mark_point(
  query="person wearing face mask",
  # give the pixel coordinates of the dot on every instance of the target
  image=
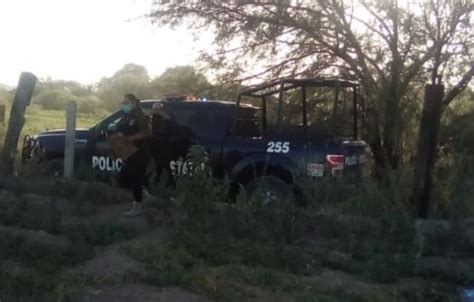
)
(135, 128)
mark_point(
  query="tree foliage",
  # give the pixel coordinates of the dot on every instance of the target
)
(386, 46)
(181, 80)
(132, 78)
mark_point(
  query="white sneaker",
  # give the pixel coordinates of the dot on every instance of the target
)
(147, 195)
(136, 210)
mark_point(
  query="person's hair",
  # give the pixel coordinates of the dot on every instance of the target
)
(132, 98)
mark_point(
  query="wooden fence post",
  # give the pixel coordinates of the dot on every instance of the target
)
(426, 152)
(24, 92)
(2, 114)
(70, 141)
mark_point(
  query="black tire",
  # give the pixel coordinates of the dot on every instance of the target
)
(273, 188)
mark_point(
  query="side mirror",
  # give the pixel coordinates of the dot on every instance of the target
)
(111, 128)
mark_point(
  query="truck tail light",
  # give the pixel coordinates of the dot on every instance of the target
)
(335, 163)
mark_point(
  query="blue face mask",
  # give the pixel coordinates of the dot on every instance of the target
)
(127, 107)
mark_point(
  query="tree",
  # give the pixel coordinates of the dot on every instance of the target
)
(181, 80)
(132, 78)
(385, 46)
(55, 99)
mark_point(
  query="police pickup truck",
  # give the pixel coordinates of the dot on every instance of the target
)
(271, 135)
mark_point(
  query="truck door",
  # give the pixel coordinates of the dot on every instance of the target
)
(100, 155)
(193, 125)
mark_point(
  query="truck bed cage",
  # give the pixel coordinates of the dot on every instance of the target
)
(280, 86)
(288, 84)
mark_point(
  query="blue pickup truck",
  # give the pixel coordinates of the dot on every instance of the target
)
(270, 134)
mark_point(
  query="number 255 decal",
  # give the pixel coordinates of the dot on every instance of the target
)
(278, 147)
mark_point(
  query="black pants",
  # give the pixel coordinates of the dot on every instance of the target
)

==

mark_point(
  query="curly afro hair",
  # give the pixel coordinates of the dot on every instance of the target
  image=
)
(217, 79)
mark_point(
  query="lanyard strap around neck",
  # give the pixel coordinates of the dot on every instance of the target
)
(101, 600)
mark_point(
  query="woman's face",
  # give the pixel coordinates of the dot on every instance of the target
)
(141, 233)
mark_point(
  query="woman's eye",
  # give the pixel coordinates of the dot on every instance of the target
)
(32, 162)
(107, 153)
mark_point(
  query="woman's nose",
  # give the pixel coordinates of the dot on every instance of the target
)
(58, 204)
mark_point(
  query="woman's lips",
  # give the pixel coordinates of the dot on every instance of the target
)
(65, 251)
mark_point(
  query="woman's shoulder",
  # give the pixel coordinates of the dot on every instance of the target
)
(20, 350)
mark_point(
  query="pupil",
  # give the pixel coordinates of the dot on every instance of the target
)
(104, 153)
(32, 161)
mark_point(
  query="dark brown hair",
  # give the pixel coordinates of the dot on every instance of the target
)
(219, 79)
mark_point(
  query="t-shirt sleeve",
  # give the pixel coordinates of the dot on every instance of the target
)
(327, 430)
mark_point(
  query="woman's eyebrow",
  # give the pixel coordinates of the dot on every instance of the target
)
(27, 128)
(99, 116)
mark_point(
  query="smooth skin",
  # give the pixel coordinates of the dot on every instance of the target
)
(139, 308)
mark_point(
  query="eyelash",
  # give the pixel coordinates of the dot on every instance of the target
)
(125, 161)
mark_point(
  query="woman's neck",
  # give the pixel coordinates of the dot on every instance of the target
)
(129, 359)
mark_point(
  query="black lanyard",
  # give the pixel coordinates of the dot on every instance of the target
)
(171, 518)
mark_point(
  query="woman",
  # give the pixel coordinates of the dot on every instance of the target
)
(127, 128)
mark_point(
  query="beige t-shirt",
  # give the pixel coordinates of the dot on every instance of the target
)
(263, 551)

WHAT YOU HAVE TO DO -
Find every line in the items that contains the word "black" and copy each of those lines.

SOLUTION -
  query="black tire",
  query="black pants",
  query="black lanyard",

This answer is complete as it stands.